▶ _Exercise objective_
For the string "below", state the number of lines in the data that contain it, and nothing else.

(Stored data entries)
----------------------------------------

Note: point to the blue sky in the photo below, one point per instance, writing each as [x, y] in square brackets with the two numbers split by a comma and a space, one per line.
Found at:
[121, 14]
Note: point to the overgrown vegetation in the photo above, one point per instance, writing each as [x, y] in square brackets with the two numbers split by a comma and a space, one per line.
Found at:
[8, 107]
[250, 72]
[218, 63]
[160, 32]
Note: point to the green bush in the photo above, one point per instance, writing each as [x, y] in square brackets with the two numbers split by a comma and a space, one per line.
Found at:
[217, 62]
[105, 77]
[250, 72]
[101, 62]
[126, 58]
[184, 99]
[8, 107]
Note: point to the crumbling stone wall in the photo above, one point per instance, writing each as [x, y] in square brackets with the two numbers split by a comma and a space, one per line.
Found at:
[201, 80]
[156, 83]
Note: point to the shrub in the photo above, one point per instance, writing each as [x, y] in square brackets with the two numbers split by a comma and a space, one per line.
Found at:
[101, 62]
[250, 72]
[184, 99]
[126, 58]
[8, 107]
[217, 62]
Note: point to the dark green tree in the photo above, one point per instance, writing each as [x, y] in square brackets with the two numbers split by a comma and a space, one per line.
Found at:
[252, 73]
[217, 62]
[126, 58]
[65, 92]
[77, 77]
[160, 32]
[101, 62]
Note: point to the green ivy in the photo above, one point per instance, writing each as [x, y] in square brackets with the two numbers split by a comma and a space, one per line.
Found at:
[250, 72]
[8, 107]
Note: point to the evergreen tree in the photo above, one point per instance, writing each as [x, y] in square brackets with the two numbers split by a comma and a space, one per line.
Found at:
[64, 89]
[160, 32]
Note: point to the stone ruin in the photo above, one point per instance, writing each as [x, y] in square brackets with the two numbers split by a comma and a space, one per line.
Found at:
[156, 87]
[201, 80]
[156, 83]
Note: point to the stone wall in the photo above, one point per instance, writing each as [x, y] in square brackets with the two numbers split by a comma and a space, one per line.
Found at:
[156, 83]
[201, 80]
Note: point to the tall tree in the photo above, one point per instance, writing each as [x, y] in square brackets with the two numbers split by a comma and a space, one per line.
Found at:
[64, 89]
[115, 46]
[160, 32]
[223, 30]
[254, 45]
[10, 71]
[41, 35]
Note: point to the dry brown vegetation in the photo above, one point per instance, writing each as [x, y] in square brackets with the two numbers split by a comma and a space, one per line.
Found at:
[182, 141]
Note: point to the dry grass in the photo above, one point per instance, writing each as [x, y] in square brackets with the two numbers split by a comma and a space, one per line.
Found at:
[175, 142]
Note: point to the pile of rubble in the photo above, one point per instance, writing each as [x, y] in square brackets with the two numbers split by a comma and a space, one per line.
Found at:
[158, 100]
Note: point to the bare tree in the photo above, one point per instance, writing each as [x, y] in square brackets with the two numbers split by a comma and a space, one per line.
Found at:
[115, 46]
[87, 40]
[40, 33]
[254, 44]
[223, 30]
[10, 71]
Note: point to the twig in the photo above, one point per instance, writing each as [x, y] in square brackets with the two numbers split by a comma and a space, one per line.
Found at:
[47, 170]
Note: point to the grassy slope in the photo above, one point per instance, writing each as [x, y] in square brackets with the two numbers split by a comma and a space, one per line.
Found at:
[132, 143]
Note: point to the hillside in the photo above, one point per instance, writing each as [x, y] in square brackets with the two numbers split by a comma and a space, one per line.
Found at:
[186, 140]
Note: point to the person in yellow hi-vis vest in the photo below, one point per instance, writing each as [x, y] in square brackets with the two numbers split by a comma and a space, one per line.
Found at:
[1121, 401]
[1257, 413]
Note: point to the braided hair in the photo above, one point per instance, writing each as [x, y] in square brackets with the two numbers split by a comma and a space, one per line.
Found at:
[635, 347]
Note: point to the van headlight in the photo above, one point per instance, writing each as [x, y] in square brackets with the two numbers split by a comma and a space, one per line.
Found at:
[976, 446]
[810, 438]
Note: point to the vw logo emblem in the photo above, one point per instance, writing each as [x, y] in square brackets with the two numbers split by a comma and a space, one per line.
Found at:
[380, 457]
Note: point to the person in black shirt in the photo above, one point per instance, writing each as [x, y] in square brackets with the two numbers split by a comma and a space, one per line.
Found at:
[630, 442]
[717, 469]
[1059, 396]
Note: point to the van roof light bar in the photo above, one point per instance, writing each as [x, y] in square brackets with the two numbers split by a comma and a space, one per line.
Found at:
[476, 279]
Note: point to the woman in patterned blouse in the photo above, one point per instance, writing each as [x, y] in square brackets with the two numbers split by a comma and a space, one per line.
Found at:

----------------------------------------

▶ _Task output_
2